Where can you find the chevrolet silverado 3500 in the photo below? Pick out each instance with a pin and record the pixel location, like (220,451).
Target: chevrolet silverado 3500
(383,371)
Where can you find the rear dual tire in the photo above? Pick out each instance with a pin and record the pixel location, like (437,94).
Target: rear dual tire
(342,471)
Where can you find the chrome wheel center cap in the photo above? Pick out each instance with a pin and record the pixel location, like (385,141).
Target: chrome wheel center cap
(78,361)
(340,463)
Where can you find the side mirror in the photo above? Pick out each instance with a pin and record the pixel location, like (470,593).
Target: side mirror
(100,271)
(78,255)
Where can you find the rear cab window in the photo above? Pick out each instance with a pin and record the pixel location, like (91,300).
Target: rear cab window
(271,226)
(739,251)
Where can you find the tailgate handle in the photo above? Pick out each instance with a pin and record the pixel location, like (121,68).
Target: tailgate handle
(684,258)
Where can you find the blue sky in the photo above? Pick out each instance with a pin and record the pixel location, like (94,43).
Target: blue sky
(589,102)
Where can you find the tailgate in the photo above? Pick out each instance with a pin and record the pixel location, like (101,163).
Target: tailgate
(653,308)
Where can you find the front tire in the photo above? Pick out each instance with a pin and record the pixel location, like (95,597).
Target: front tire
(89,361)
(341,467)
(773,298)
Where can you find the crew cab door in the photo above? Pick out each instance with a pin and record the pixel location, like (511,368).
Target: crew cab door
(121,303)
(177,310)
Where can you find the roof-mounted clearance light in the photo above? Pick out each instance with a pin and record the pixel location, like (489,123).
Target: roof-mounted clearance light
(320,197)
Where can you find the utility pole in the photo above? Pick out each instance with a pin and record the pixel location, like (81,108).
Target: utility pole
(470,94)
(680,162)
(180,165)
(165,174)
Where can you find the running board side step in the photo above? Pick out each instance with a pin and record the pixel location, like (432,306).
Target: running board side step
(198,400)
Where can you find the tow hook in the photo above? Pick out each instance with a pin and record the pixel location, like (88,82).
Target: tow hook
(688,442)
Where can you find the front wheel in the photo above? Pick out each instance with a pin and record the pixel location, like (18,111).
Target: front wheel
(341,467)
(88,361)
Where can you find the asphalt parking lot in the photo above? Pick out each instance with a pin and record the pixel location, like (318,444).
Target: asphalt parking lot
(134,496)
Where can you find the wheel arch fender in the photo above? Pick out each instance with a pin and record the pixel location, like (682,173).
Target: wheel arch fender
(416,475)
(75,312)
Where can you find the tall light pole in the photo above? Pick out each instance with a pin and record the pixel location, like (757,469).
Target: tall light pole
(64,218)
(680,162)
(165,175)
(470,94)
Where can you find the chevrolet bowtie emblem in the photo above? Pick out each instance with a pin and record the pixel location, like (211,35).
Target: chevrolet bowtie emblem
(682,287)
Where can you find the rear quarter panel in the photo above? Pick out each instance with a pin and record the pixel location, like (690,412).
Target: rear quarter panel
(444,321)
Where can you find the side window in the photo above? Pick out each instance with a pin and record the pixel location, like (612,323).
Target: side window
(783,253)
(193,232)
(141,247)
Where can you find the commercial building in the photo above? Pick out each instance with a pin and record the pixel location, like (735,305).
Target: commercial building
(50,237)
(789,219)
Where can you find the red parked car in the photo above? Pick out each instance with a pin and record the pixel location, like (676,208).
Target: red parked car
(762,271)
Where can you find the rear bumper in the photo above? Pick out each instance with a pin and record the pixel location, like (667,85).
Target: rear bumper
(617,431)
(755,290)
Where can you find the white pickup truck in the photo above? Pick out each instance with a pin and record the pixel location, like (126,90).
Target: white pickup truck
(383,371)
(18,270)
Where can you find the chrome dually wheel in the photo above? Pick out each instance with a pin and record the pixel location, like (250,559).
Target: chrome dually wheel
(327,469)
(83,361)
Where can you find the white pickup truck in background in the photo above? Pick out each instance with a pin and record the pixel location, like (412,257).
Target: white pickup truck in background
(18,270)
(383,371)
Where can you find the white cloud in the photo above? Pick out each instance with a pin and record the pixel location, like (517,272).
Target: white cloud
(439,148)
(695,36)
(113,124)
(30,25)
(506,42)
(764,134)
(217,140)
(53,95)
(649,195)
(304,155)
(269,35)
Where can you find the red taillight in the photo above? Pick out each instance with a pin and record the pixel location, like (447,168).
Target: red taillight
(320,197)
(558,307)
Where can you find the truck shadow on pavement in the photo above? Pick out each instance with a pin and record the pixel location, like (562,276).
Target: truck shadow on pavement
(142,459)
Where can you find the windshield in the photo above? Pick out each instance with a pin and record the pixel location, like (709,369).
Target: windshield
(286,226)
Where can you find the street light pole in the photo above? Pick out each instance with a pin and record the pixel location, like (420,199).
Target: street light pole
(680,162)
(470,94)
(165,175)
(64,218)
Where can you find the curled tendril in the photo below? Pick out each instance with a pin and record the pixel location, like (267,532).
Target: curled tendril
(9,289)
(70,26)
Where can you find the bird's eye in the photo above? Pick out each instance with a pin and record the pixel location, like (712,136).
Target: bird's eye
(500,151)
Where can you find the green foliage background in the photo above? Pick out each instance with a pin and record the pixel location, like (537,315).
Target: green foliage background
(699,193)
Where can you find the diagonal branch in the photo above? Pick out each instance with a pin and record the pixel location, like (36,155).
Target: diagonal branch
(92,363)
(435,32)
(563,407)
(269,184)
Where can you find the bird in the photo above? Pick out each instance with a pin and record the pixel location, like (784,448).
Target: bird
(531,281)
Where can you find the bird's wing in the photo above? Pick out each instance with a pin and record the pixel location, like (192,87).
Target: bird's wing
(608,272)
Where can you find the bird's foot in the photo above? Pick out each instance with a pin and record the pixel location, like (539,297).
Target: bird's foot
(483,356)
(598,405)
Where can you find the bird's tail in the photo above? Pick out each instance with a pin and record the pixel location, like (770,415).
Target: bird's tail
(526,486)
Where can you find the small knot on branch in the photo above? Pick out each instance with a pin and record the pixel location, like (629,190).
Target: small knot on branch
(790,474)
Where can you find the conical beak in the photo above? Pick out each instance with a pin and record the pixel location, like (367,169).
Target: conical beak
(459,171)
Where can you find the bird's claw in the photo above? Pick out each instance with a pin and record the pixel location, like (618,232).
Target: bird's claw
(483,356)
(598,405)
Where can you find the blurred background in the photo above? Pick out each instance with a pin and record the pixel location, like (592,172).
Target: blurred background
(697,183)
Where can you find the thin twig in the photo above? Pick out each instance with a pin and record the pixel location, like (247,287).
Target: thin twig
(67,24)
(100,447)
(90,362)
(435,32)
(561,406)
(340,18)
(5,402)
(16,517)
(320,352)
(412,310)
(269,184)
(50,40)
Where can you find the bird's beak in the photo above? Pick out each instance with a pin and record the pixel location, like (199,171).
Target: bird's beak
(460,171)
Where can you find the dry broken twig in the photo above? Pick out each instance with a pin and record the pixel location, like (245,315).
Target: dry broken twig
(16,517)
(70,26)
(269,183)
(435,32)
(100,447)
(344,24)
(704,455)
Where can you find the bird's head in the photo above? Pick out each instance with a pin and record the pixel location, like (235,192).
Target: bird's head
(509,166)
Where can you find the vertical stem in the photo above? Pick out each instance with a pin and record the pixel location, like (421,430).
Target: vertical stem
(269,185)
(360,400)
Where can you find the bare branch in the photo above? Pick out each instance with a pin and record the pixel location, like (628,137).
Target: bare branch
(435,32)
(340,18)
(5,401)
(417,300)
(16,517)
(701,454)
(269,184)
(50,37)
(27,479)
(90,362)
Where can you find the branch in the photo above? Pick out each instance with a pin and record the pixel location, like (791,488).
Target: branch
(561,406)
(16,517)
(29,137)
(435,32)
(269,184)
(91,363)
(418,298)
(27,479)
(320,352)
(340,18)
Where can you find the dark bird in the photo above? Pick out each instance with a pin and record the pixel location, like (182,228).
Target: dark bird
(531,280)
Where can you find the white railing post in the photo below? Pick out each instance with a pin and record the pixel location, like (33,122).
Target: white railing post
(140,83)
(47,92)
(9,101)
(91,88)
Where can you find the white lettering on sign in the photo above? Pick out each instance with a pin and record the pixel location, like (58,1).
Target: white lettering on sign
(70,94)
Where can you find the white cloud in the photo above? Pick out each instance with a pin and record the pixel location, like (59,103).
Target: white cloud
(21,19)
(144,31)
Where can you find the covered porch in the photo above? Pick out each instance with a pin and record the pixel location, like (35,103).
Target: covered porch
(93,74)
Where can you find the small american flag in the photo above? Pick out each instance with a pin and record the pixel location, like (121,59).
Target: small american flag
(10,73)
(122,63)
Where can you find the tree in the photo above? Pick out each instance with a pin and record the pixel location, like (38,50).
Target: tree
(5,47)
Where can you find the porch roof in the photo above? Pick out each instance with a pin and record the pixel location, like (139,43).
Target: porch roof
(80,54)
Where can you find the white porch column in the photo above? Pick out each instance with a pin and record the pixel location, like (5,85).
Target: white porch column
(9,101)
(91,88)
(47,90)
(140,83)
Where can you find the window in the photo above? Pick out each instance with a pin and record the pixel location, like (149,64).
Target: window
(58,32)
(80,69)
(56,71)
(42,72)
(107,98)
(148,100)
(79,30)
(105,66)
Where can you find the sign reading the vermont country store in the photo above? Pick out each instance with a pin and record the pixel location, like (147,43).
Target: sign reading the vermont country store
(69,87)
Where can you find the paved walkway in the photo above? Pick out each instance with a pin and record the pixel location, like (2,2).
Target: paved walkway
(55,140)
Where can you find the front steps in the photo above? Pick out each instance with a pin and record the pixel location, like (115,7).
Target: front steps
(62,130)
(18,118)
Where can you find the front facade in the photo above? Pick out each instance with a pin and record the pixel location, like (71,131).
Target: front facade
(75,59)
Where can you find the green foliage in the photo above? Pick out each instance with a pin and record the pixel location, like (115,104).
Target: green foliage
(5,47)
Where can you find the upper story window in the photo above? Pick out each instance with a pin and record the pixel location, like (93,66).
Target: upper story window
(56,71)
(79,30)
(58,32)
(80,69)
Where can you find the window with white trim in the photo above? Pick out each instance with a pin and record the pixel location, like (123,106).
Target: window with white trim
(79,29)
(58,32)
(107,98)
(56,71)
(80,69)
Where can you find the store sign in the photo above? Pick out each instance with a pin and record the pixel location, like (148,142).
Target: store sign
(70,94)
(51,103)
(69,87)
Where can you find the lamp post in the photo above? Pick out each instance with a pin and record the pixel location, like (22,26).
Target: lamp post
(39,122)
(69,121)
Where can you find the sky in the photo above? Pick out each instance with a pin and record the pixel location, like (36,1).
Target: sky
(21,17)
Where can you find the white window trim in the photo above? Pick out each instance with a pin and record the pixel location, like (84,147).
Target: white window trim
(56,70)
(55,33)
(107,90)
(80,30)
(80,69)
****
# Task item
Scan the entries above for the line containing "Target: sign reading", and copy it and all lines after it exactly, down to and including the line containing "Where can you find the store".

# Solution to this exercise
Target: sign reading the vermont country store
(69,87)
Where can you find the paved walkway in the photo above? Pick out each instance with a pin and record the pixel location, like (2,2).
Target: paved walkway
(55,140)
Where can you find the front steps in the photo above? Pick out each instance with a pin and record the pixel location, like (115,7).
Target: front steps
(62,130)
(18,118)
Where can you find the front facade in the photo above? Pick out each instance with a pin and record the pixel location, like (71,131).
Target: front facade
(75,59)
Where can you find the green foliage in the photo above? Pick out each instance with a pin and record the pixel location, like (115,104).
Target: green foliage
(5,47)
Where can you find the upper story window in the photo above? Pick out each instance with a pin and record the pixel location, like (93,66).
Target: upper story window
(56,71)
(79,30)
(58,32)
(80,69)
Where can you find the window with white trim in the photo above? Pick out each instance with a pin and record the pixel location, like (123,106).
Target: window with white trim
(79,29)
(58,32)
(107,98)
(56,71)
(80,69)
Where can you find the store sign in the photo above? Pick out each instance with a pin and record the pixel location, like (148,142).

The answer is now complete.